What to work on >> Set out the records below as a Markdown table with two columns, No. and Entry. Give each line its own row, numbered in order, and leave out blank lines.

Records provided >>
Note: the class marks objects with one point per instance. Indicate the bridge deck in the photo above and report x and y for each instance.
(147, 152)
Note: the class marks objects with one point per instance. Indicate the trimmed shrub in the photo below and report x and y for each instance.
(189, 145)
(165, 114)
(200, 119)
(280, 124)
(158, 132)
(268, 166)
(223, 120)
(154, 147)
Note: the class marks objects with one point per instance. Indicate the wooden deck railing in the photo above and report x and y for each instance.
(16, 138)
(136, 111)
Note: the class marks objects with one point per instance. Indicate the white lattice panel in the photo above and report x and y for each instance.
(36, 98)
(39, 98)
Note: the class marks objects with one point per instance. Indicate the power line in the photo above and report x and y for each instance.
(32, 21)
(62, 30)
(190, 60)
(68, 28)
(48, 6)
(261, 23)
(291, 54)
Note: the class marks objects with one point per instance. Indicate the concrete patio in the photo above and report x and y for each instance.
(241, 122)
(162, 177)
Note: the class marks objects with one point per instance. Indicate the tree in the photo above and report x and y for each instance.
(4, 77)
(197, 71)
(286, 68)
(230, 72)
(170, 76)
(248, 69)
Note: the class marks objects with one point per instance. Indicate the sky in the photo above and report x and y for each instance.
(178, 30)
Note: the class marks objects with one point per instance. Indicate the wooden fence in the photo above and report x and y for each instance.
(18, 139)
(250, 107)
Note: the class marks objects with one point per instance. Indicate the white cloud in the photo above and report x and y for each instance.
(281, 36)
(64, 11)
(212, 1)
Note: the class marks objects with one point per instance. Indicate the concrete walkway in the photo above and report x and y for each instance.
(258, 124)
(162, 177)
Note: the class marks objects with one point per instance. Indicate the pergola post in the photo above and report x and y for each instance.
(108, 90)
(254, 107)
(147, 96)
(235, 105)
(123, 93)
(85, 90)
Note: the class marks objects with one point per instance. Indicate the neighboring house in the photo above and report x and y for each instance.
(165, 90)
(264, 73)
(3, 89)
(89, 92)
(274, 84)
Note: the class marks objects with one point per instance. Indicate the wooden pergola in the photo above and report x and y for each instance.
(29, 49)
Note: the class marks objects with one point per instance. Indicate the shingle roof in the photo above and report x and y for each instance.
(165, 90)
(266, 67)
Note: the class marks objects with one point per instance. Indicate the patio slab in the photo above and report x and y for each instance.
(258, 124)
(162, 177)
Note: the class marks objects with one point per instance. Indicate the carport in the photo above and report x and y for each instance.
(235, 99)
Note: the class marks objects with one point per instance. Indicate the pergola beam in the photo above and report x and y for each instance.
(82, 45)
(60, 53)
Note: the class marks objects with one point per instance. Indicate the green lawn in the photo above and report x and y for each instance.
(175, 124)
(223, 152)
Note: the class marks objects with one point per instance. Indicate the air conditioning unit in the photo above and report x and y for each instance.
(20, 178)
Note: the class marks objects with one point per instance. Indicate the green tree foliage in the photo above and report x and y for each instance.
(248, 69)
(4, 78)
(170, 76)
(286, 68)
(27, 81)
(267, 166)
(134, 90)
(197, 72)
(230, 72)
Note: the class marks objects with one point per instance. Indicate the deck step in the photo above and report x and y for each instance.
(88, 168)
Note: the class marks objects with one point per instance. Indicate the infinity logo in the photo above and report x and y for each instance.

Written response >>
| No. | Entry |
|---|---|
| 1 | Note: the class marks objects with one point per instance. Indicate the bridge deck in the photo above and report x and y for each instance. |
| 2 | (147, 152) |
| 3 | Note: the class marks objects with one point per instance. Indicate the trimmed shrub in the photo below and report x and y for each instance. |
| 4 | (189, 145) |
| 5 | (165, 114) |
| 6 | (200, 119) |
| 7 | (280, 124) |
| 8 | (158, 132) |
| 9 | (268, 166) |
| 10 | (223, 120) |
| 11 | (154, 147) |
| 12 | Note: the class marks objects with one point per instance. Indicate the wooden deck railing in the photo above and report x and y for each instance. |
| 13 | (16, 138) |
| 14 | (136, 111) |
| 15 | Note: the class marks objects with one point per instance. Indicate the white lattice panel in the photo above and report x and y for each instance. |
| 16 | (36, 98) |
| 17 | (39, 98) |
| 18 | Note: the class marks objects with one point per instance. Indicate the power line in the photo above and report x and y for each instance. |
| 19 | (32, 21) |
| 20 | (62, 30) |
| 21 | (190, 60) |
| 22 | (68, 28) |
| 23 | (48, 6) |
| 24 | (261, 23) |
| 25 | (291, 54) |
| 26 | Note: the class marks objects with one point per instance. Indicate the concrete patio in the photo above and report x and y for each instance. |
| 27 | (241, 122) |
| 28 | (162, 177) |
| 29 | Note: the class marks objects with one point per instance. Indicate the tree in the photo above and report x and y for each instance. |
| 30 | (4, 77) |
| 31 | (197, 71) |
| 32 | (286, 68) |
| 33 | (230, 72) |
| 34 | (170, 76) |
| 35 | (248, 69) |
| 36 | Note: the class marks objects with one point per instance. Indicate the sky in the photo above and report x and y for each instance. |
| 37 | (178, 30) |
| 38 | Note: the class marks objects with one point per instance. Indicate the wooden fence in the photo above and report x and y for each instance. |
| 39 | (18, 139) |
| 40 | (250, 107) |
| 41 | Note: the class marks objects with one point per instance. Indicate the white cloud in the photo above and report x and y for each instance. |
| 42 | (281, 36) |
| 43 | (64, 11) |
| 44 | (212, 1) |
| 45 | Note: the class marks objects with one point per instance. Indicate the concrete walkway in the photo above and report x and y for each instance. |
| 46 | (258, 124) |
| 47 | (162, 177) |
| 48 | Note: the class marks objects with one point per instance. Indicate the pergola post in the photo above and report x and y for each instance. |
| 49 | (108, 90) |
| 50 | (254, 107) |
| 51 | (147, 96) |
| 52 | (235, 105) |
| 53 | (123, 93) |
| 54 | (85, 90) |
| 55 | Note: the class marks objects with one point per instance. Indicate the neighboring house in the photo above and report x and y for each instance. |
| 56 | (165, 90) |
| 57 | (264, 73) |
| 58 | (3, 89) |
| 59 | (89, 92) |
| 60 | (274, 84) |
| 61 | Note: the class marks objects with one point per instance. Indicate the wooden pergola in the photo above and report x and y for each instance. |
| 62 | (29, 49) |
| 63 | Note: the class marks objects with one point per instance. Indicate the shingle roof in the photo above and report x and y for each instance. |
| 64 | (165, 90) |
| 65 | (266, 67) |
| 66 | Note: the class marks objects with one point per instance. Indicate the patio slab in the photo above and report x and y for each instance. |
| 67 | (258, 124) |
| 68 | (162, 177) |
| 69 | Note: the class marks objects with one point per instance. Indicate the carport in the photo above and report x and y for each instance. |
| 70 | (235, 99) |
| 71 | Note: the class marks objects with one point per instance. Indicate the pergola beam in the photo above and report x and y for each instance. |
| 72 | (82, 45) |
| 73 | (60, 53) |
| 74 | Note: the class marks objects with one point per instance. Indicate the green lawn in the photo above and report x and y for each instance. |
| 75 | (175, 124) |
| 76 | (223, 152) |
| 77 | Note: the class marks objects with one point per instance. Indicate the air conditioning unit in the photo above and report x and y for each instance. |
| 78 | (20, 178) |
| 79 | Note: the class marks objects with one point per instance. Indicate the green tree foliage in the photo above and report x and y for each instance. |
| 80 | (248, 69) |
| 81 | (4, 78) |
| 82 | (170, 76) |
| 83 | (286, 68) |
| 84 | (27, 81) |
| 85 | (267, 166) |
| 86 | (134, 90) |
| 87 | (197, 72) |
| 88 | (230, 72) |
| 89 | Note: the class marks objects with one point per instance. Indicate the deck step in the photo above and report x and y for each instance. |
| 90 | (88, 168) |
| 91 | Note: the class marks objects with one point per instance. Indicate the infinity logo in the photo above and report x and y for each instance. |